=== Begin Enclosure ===
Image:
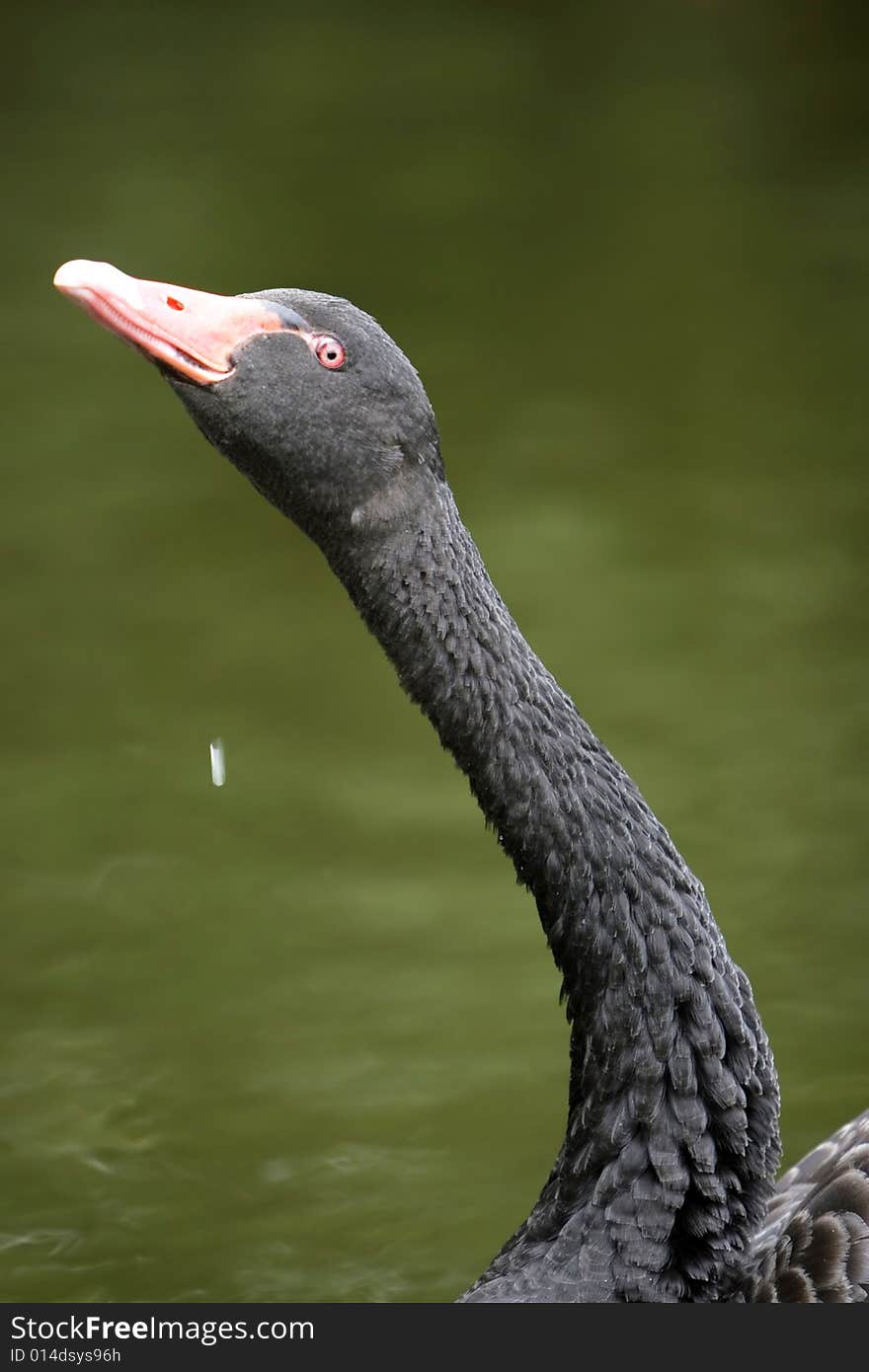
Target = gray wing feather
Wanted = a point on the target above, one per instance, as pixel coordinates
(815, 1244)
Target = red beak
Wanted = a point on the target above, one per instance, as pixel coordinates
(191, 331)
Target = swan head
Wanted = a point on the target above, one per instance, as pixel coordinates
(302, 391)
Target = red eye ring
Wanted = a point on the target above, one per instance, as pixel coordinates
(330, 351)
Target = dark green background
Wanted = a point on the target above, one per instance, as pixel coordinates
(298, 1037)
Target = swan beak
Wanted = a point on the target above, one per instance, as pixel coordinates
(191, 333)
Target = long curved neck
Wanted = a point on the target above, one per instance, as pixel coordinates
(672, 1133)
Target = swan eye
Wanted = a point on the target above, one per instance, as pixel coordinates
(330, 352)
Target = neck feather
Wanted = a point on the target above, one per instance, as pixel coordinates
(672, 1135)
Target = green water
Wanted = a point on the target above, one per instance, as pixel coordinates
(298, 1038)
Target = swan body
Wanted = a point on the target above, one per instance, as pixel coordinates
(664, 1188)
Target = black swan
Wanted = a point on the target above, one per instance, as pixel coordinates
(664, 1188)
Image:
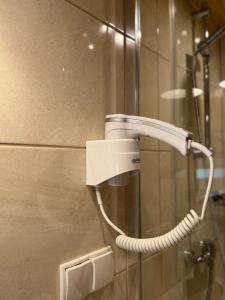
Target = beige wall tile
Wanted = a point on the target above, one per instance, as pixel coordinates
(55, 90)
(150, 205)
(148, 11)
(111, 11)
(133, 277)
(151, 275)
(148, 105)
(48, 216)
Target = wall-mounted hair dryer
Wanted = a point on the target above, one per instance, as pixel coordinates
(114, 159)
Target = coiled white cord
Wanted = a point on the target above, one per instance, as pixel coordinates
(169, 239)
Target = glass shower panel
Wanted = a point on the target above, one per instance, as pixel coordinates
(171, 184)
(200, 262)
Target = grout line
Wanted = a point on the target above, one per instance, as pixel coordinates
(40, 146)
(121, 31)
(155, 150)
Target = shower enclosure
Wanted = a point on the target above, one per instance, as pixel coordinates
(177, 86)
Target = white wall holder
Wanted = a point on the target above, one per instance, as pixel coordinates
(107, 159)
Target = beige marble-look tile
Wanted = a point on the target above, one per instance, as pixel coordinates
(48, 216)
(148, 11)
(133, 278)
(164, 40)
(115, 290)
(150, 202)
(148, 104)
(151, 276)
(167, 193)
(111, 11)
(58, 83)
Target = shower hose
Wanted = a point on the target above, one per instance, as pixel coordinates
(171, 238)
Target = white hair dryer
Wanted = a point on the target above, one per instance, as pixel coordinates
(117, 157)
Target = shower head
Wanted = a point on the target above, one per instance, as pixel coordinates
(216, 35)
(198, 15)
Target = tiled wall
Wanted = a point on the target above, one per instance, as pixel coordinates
=== End Enclosure ===
• **Assignment**
Go through the listing above and return each line where the word "white" occurs.

• **Solution for this task**
Target = coiled white cord
Target = white wall holder
Target = white hair dryer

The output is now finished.